Start of Given data

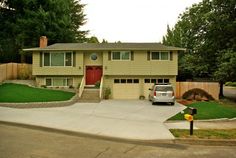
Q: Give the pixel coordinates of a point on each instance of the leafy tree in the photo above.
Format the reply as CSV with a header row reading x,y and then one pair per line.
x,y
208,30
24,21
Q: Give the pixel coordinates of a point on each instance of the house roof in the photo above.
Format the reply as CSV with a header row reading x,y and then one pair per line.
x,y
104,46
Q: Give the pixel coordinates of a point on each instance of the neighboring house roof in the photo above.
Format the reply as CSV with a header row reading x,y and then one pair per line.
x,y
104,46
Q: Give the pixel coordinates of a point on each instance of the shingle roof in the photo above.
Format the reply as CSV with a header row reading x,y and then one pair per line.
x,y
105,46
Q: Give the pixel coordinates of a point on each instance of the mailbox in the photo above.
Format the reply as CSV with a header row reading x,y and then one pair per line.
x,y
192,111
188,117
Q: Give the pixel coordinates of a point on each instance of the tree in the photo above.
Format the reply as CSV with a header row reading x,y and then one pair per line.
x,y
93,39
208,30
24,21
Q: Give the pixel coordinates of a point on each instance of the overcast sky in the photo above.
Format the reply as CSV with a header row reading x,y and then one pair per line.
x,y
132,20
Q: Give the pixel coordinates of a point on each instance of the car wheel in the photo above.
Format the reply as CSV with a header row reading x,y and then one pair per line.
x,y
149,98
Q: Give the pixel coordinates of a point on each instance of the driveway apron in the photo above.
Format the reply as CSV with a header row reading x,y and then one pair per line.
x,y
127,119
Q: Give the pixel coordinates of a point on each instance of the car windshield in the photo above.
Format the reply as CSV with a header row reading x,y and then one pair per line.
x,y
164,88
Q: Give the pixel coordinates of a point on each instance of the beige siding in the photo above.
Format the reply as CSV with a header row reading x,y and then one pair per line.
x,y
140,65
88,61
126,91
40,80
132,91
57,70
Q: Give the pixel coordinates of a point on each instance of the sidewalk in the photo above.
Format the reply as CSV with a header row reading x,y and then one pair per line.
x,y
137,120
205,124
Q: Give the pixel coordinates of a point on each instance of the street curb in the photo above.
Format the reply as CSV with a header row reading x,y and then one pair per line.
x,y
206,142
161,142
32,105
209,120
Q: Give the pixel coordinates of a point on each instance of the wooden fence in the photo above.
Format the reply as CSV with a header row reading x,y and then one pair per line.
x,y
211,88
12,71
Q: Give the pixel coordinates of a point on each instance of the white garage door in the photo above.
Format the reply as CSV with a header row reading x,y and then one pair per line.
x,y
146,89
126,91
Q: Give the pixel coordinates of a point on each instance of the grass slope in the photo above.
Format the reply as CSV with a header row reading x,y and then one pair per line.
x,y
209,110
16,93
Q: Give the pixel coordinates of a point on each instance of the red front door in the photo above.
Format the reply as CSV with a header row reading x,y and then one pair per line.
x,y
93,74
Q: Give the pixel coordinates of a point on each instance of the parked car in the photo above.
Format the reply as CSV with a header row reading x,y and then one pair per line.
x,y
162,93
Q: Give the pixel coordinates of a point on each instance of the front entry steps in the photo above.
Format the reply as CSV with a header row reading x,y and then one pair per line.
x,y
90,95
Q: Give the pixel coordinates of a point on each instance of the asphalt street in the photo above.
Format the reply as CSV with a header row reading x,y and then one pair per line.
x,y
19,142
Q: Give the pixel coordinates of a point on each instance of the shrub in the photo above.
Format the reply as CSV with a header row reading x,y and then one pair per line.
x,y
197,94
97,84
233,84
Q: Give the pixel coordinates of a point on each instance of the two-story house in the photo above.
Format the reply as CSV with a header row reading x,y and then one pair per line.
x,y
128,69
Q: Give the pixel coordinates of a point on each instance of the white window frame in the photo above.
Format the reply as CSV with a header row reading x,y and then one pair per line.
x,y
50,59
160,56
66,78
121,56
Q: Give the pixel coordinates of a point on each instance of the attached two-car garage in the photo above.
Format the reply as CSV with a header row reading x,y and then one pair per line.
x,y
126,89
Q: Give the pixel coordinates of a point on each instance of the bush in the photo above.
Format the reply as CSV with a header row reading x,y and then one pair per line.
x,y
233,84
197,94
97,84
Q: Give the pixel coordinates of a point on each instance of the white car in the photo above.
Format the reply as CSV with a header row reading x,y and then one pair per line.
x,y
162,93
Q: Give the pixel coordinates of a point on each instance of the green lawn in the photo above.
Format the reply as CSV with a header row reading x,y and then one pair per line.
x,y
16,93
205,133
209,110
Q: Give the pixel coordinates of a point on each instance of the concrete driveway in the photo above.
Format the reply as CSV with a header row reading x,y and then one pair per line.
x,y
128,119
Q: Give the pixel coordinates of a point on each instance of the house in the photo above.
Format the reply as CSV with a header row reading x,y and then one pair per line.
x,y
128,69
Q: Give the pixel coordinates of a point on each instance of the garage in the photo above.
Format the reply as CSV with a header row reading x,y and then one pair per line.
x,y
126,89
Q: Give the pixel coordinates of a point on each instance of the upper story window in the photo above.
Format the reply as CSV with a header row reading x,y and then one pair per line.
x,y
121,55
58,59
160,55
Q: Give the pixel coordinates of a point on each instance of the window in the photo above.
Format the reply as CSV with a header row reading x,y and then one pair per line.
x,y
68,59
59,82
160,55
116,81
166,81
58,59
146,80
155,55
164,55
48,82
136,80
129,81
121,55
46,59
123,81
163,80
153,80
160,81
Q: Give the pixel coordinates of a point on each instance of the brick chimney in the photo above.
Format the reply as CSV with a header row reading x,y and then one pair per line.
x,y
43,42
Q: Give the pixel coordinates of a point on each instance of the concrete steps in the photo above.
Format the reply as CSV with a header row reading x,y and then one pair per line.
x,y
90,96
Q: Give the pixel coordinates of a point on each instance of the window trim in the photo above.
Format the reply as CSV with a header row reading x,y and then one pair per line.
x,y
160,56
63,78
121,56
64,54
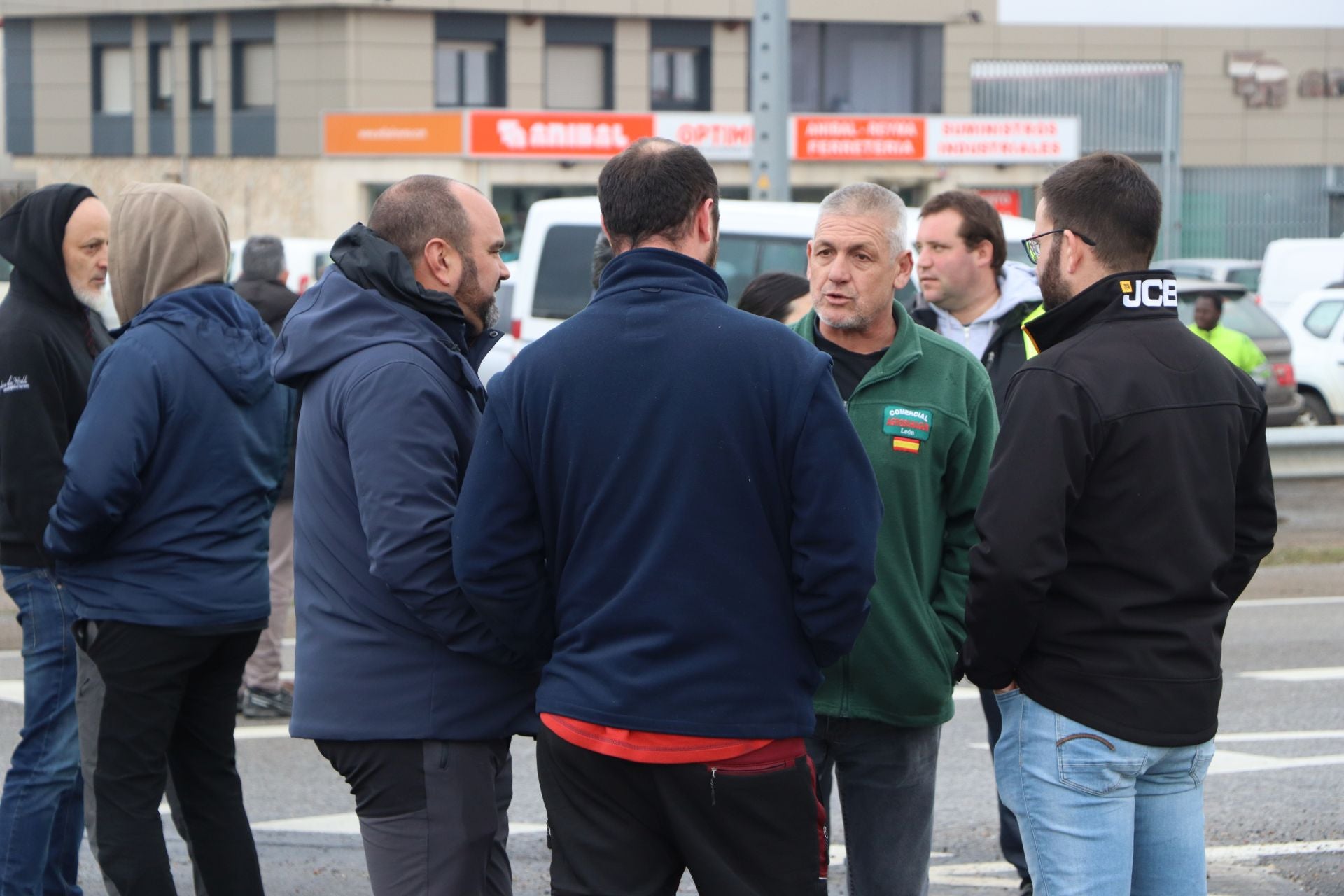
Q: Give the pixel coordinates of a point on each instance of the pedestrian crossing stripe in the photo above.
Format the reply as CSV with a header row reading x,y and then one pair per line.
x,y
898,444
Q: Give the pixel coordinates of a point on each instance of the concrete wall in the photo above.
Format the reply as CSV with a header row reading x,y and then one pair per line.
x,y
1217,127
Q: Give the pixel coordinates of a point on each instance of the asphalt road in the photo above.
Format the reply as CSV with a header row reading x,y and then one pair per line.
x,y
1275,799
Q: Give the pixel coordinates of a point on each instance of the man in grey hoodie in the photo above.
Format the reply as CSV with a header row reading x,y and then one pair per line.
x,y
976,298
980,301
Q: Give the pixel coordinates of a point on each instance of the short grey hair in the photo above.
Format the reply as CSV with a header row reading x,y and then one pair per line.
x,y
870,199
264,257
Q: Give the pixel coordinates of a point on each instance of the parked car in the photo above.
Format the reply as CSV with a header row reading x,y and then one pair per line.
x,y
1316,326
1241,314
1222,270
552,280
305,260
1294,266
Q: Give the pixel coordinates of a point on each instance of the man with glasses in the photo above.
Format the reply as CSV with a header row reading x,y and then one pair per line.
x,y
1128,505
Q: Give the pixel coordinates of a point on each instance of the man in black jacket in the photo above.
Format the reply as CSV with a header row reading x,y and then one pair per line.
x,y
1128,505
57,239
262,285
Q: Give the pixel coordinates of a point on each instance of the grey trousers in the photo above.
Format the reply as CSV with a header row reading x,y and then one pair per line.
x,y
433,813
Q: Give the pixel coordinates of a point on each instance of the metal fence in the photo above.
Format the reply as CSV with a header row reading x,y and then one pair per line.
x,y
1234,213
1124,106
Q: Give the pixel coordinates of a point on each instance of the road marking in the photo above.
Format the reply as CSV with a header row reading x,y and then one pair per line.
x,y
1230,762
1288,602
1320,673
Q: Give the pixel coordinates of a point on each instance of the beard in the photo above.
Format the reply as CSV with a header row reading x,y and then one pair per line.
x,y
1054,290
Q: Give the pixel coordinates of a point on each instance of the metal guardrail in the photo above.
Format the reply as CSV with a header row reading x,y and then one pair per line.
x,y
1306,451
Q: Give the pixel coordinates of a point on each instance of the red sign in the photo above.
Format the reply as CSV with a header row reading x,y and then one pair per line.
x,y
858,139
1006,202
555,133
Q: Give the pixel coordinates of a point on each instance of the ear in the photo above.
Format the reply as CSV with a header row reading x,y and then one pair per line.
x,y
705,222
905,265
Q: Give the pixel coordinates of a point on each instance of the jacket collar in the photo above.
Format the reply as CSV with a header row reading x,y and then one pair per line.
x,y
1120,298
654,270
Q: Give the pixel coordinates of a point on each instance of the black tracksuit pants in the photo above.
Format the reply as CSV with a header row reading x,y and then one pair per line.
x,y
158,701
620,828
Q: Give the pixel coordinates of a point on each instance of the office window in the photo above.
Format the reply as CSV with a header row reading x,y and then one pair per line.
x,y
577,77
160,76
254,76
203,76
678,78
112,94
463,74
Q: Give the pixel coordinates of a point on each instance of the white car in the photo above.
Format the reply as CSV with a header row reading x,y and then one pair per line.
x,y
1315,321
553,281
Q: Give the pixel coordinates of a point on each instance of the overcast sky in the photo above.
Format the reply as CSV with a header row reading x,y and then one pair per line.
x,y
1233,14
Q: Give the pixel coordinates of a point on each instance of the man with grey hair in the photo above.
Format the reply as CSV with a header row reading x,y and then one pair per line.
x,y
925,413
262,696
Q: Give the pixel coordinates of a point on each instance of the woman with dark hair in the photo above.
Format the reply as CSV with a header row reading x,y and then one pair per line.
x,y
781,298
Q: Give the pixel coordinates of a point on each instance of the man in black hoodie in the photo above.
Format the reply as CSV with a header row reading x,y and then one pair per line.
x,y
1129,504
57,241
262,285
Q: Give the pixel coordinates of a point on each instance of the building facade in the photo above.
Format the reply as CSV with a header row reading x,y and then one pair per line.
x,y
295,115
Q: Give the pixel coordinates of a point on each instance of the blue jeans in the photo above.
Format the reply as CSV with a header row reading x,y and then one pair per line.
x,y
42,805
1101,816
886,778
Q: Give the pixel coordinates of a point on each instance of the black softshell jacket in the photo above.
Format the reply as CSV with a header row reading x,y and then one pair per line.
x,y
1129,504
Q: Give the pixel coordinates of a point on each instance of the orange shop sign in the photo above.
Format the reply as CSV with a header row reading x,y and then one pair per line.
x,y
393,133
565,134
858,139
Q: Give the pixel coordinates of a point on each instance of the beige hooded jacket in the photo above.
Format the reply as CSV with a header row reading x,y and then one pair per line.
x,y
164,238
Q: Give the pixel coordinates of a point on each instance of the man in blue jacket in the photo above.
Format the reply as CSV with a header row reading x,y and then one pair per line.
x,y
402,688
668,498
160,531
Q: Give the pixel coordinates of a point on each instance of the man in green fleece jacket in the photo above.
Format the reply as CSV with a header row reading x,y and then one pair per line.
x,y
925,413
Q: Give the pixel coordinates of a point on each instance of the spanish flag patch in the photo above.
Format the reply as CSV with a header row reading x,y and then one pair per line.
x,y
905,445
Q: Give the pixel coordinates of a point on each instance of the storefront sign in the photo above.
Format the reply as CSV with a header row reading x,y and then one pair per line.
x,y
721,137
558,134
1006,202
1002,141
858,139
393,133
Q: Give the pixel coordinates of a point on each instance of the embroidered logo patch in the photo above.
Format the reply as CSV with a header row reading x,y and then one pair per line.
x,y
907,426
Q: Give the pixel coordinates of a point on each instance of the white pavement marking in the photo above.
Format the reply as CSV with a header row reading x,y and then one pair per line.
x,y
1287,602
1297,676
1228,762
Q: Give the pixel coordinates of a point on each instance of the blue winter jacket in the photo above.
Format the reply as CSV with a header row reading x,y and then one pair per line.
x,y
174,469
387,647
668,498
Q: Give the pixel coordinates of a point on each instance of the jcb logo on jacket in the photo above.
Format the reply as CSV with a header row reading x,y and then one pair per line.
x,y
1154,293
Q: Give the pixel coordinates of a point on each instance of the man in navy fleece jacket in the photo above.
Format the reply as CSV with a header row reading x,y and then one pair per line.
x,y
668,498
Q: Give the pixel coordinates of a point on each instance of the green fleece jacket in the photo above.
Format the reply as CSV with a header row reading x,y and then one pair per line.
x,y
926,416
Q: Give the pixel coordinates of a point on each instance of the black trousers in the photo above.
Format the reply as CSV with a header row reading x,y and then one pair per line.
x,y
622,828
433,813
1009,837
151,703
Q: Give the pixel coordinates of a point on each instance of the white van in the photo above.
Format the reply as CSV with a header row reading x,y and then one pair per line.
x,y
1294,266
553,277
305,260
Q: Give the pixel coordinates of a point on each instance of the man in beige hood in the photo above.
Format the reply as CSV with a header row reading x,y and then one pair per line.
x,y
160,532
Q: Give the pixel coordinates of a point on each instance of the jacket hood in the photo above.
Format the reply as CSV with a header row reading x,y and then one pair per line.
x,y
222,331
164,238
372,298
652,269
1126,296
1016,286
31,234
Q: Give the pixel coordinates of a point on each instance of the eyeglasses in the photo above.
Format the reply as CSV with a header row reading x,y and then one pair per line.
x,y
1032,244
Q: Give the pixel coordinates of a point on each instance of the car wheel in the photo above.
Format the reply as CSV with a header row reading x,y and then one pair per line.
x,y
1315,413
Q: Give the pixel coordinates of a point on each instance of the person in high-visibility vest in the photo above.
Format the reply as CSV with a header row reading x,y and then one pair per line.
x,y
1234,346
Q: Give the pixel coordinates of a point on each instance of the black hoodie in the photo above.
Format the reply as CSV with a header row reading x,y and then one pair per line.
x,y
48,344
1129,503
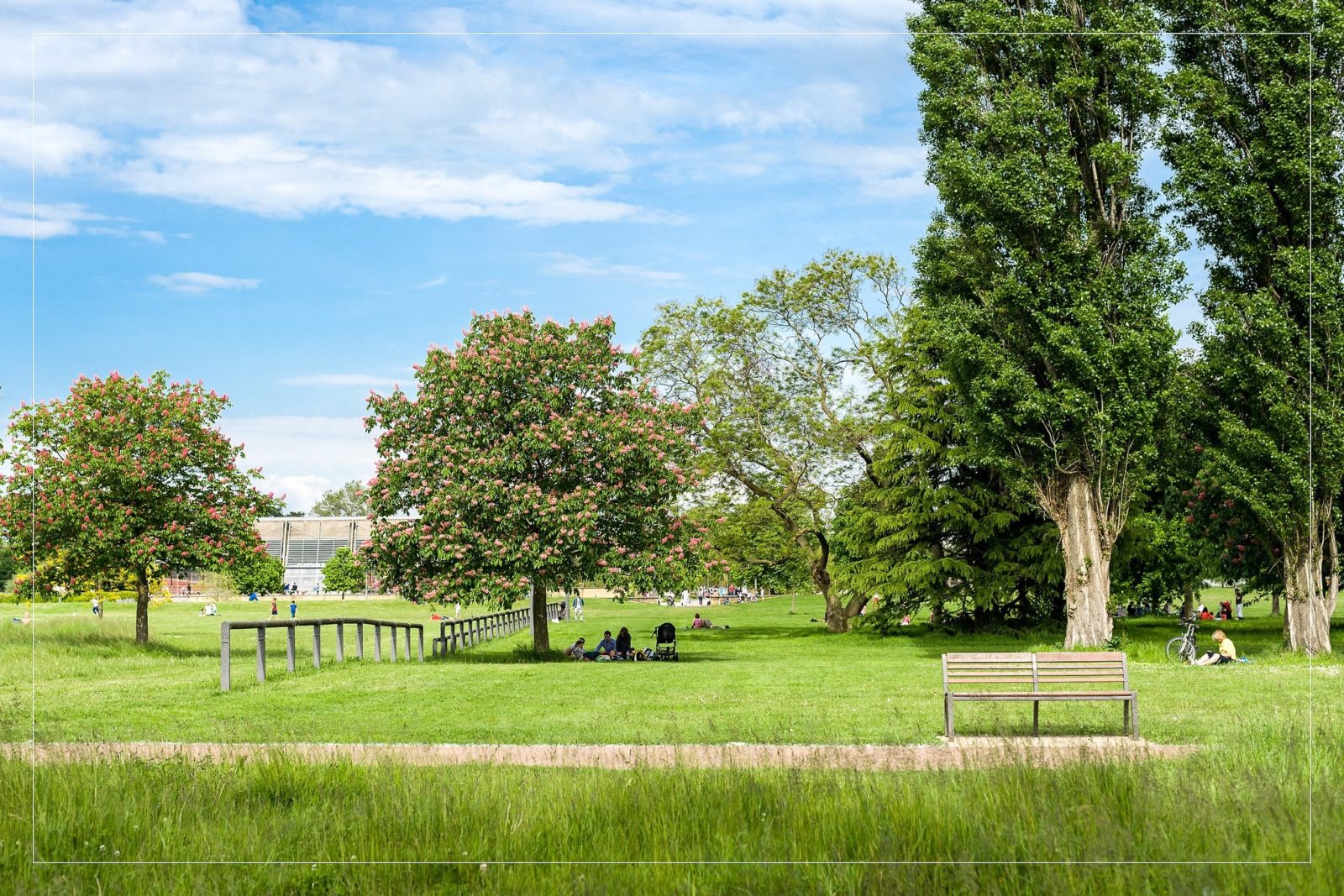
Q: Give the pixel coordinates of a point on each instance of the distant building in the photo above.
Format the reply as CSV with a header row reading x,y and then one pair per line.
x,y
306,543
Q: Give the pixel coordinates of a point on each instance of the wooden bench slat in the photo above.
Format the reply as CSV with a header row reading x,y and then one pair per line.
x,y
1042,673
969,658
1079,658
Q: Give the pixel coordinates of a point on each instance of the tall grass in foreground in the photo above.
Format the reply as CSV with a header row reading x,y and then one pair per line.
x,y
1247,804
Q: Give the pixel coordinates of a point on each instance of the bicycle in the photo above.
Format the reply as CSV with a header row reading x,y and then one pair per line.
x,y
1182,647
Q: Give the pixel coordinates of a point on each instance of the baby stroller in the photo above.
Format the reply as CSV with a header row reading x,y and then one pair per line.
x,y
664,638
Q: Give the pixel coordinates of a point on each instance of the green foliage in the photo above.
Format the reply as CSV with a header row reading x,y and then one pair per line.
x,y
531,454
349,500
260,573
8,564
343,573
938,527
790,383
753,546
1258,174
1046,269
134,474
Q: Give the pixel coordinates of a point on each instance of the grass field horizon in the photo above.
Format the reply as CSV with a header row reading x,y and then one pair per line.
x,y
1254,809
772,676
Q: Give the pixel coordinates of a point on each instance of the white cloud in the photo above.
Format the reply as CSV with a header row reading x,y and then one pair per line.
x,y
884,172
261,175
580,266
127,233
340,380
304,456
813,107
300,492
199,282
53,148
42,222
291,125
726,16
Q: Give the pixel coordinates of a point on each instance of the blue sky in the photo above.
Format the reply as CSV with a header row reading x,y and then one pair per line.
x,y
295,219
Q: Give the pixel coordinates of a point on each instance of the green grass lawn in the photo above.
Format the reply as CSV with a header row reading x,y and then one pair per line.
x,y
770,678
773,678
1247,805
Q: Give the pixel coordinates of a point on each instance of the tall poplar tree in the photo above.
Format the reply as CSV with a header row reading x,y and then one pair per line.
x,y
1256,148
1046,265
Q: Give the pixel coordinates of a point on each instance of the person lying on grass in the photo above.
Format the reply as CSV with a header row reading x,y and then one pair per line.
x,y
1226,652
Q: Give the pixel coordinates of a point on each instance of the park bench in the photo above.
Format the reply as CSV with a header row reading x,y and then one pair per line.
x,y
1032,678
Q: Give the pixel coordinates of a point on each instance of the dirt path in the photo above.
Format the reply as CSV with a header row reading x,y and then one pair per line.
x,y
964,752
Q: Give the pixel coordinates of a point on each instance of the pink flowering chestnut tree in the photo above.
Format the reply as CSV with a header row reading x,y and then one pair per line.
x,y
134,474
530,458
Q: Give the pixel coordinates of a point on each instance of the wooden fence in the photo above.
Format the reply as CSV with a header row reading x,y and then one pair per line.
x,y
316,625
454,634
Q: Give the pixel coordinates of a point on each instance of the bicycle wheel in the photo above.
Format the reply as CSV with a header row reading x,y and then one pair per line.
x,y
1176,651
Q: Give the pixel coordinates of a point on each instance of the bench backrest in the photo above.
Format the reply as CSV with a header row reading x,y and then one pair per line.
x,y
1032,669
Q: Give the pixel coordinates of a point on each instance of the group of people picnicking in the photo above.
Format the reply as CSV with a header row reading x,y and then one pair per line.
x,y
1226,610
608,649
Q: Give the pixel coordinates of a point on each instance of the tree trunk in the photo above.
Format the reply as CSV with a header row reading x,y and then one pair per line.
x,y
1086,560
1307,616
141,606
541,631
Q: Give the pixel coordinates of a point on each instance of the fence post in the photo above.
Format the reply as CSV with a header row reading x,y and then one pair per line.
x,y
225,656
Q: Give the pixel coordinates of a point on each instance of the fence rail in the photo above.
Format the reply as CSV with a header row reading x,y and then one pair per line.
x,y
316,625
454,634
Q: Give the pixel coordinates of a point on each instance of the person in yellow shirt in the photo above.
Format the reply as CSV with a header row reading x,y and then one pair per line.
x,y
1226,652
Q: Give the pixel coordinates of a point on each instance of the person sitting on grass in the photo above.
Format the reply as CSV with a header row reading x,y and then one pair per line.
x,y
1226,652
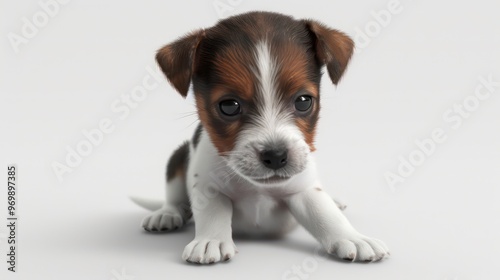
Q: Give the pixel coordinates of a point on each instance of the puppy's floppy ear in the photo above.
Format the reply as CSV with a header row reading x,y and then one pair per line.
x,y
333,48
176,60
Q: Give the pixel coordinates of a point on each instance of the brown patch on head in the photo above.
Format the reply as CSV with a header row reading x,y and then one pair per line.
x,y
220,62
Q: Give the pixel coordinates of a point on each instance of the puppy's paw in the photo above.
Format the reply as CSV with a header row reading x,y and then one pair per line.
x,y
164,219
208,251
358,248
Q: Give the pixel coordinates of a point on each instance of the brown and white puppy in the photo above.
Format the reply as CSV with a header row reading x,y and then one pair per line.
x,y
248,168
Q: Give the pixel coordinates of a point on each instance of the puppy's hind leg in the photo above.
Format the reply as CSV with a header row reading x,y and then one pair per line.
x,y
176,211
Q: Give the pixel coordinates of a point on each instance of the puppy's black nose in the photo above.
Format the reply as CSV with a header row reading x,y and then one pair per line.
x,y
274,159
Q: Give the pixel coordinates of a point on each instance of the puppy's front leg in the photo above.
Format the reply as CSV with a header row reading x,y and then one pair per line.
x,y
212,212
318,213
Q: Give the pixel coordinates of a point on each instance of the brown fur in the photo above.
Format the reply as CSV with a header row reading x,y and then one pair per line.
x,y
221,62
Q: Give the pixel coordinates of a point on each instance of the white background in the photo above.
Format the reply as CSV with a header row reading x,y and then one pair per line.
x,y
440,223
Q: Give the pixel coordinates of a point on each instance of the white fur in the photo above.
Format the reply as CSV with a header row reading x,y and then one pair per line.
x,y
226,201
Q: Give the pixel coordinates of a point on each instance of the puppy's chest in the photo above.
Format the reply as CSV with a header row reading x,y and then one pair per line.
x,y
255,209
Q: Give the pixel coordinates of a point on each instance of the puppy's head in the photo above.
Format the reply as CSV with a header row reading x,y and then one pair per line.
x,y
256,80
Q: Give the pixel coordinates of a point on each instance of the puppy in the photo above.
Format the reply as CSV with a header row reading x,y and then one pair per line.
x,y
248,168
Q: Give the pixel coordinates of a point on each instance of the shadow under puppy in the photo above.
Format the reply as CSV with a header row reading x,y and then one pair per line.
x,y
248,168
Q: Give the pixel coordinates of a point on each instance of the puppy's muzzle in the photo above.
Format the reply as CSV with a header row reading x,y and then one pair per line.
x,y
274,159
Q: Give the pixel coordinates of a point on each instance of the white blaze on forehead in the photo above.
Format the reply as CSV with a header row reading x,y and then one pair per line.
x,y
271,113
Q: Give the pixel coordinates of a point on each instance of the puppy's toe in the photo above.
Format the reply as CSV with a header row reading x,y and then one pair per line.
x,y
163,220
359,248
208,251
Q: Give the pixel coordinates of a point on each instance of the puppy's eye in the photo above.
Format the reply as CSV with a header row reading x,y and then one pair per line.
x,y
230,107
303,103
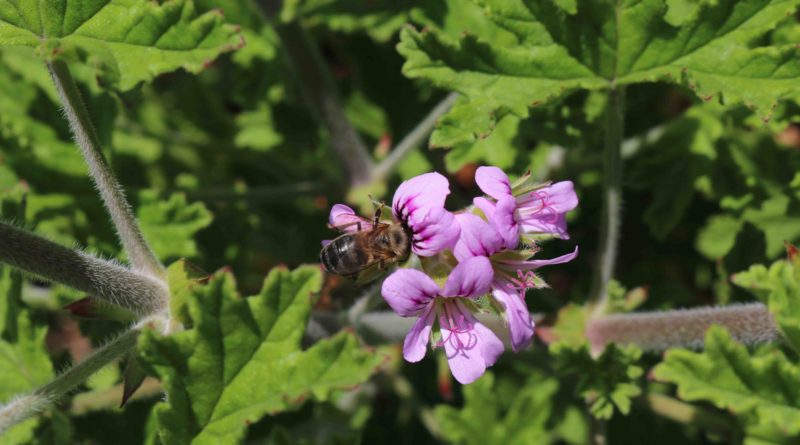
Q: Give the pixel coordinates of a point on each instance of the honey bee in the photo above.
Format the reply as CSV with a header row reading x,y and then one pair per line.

End of Given data

--- The problem ---
Your task is to copy each line of the material that contains the word "logo".

--- Answer area ---
Q: Give the pixel coordinates of a point on each instance of the embroidered logo patch in the photo above.
Q: Give the pixel coordinates of a point on each instance of the jcb logo on jacket in the photo above.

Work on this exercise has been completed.